=== Data shown ===

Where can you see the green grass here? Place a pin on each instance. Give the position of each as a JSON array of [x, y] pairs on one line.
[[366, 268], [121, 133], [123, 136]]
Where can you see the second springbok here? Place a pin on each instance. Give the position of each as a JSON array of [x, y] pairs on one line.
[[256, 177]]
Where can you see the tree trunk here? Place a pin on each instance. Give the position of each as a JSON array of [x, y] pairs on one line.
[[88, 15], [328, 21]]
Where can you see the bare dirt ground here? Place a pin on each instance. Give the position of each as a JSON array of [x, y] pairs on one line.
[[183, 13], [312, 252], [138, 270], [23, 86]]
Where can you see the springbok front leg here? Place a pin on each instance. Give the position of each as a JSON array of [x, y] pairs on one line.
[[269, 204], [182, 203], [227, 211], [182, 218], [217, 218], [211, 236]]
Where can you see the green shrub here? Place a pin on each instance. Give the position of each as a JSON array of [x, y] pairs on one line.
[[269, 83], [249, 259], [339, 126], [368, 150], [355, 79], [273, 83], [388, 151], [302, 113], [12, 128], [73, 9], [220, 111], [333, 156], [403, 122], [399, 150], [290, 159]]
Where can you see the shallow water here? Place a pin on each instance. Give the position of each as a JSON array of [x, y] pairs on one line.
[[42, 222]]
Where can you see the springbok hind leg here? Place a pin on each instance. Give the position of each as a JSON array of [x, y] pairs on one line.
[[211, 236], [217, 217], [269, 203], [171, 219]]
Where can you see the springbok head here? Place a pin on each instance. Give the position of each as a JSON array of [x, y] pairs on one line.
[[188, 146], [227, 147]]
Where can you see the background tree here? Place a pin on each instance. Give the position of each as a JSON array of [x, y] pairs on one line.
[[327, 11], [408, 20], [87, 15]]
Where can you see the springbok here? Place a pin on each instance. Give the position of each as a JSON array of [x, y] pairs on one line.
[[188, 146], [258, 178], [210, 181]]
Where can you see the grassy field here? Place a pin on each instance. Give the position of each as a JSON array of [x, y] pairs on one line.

===

What this task involves:
With every line intact, print the records above again.

Exercise result:
Where can you see the green grass here? Place a pin on each instance. Give the position of each as a JSON array of [x, y] pairs on one line.
[[366, 268], [121, 133], [123, 136]]
Where can you see the second springbok here? Place a pin on each instance. Give the position of each as a JSON array of [x, y] pairs on one line.
[[256, 177]]
Where can you see the tree trunk here? Place a pin on each instance. Give the position of each as a JSON array of [x, y] pairs on one line.
[[88, 15], [328, 21]]
Where can you see the bare dirt ground here? Place a pin on each instance. Give the position of each as a JSON array of [x, y] pairs on one line.
[[183, 13], [312, 252], [138, 270], [23, 86]]
Where can you see the springbok front leg here? Place a pin on each instance. Give the position of each as a JSON array of [x, y] pairs on one line.
[[269, 204], [182, 203], [227, 211], [182, 218], [217, 218], [211, 236]]
Where can you see the green shrub here? Place a pin on each instance. Give the position of each as a JSON array of [x, y] pairs on one line.
[[269, 83], [249, 259], [339, 126], [368, 150], [355, 79], [273, 83], [388, 151], [302, 113], [12, 128], [73, 9], [220, 111], [333, 156], [403, 122], [399, 150], [290, 159]]
Where can you see the shallow water here? Place a pin on each instance. Give the position of each as a JSON array of [x, y] pairs on one line.
[[42, 222]]
Where can you see the springbok hind leg here? Place a pin on each instance. Give the position of each as a JSON array of [x, y] pairs on one line.
[[211, 236], [217, 217], [269, 203], [171, 219]]
Where can you see the springbok head here? Place a pin on each instance. Give the position of each as a JSON array of [x, y] pairs on one line.
[[188, 146], [227, 147]]
Where can you see the background tree here? Place a pin on each instance. Give the position of each as a JSON array of [x, y] pairs on one line.
[[327, 11], [408, 20], [87, 15]]
Where can you see the springbok here? Place a pin on each instance. Give the position of each as a JSON array of [x, y] pairs on one line.
[[188, 146], [258, 178], [210, 181]]
Where can you see the grassy field here? Place a pin on each instance. Give the position of each as a JSON array of [x, y] pairs on one line.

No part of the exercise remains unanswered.